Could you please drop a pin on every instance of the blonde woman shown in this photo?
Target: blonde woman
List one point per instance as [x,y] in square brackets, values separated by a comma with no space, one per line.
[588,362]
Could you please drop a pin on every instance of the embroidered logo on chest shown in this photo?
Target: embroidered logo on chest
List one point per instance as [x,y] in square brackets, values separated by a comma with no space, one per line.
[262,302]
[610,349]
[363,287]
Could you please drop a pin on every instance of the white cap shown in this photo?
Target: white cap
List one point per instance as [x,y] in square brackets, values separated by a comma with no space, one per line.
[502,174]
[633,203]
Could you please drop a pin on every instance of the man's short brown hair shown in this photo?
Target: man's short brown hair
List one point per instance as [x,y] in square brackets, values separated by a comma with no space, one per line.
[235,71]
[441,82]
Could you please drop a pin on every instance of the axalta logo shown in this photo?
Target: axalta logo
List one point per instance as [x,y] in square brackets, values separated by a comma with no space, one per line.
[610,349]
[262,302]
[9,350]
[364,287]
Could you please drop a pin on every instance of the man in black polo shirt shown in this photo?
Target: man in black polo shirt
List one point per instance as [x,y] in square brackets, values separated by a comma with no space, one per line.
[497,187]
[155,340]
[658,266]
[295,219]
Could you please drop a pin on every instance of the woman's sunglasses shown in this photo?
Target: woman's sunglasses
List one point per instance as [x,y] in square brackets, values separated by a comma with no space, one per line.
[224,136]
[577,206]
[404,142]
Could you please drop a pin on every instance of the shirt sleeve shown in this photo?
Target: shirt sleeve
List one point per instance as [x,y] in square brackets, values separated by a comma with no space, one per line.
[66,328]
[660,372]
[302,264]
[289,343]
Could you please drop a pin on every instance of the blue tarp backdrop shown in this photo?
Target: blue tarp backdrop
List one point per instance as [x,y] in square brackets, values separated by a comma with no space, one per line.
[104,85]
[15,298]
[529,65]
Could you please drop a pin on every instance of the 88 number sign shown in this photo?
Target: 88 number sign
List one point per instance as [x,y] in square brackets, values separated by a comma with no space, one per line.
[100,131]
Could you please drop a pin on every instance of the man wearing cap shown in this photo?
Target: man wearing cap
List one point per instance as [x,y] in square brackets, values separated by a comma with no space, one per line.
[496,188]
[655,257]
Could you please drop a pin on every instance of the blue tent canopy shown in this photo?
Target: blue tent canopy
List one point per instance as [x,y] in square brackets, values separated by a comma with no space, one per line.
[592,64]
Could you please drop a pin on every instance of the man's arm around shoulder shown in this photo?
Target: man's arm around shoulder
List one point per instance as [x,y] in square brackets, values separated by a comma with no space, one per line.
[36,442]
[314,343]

Required task =>
Reproduce the data, keeping every line exactly the same.

Worked answer =>
Could you please drop a pin on every instance of the blonde woman shown in this photo?
Target: blonde woman
List one point per instance as [x,y] in square brackets, values separated by a comma with no space, one per line.
[588,362]
Could you please drop a pin on every instance of the embroidered logo on chest shown in this photo?
Target: embroidered logo on chest
List one point per instance as [x,y] in square brackets, values separated by a comma with no space, one per line.
[262,302]
[610,349]
[363,287]
Could you please drop a pin on every instance of the white cap shown in this photo?
Target: white cap
List one point per instance as [x,y] in square brackets, values separated by a comma with no space, one per line.
[502,174]
[633,203]
Could you please drop a pin on every instance of the man's short brown hair shown in this photo?
Target: man's short brown hair
List one point per instance as [x,y] in square brackets, values separated by a comma with no space, one per line.
[235,71]
[441,82]
Could you please drop a pin on every instance of the axalta logo shown in this photo?
Target: axalta logo
List one point per instance as [x,y] in square brackets, values separated by a comma with no space, one per line.
[610,349]
[262,302]
[9,350]
[364,287]
Could you please drop a pin on every instance of the man in black polo shirt shown in this photo?
Target: man in black polo shirt
List one point per instance as [x,y] in square brackets, values separated by a comma with no space, one per line.
[497,187]
[155,340]
[658,266]
[295,219]
Could you please drop a pin on every instance of the woman's sunglasses shown in this photo?
Target: woman's sunglasses
List one point per instance as [x,y] in square brackets, values separated by a comma with no space, one per line.
[224,136]
[577,206]
[404,142]
Could you please drop a pin on every instance of the shirt sleeve shown in this photo?
Target: shirt sleeve
List one point per instance as [x,y] in square brackets, values separated by a comma with no space, one per line.
[66,328]
[660,372]
[302,264]
[289,343]
Could you please drop a pin on every instance of the blue tarp backdrop shown in this photo?
Target: blue tarp backdrop
List one point per instance as [x,y] in square brackets, values separated by a comma with no space, one per line.
[104,85]
[15,298]
[529,65]
Could you please drop a pin on every instance of the 88 number sign shown in this photo?
Target: 88 number sign
List one point per instance as [x,y] in square brackets, values separated by a comma with no space, one per line.
[100,131]
Could you please drop a pin on every instance of the man wearing cap shown in this photo?
Target: man wearing cap
List one point per instance as [x,y] in square brackets, values separated by a comma with no space, one per line.
[496,188]
[655,257]
Could you please drop a pin on every instance of the blue tent canopy shown in this photo?
Target: blue tent canopy
List one point per instance as [x,y] in square brackets, values separated by a comma with no space, one per line.
[592,64]
Could you please drop a pin on every instance of the man's arm around shoulder shown in this photo?
Target: man's arm around shoulder
List one point per instance as [x,y] in square brackets, values separated by a comma with no space, one per line.
[36,442]
[314,343]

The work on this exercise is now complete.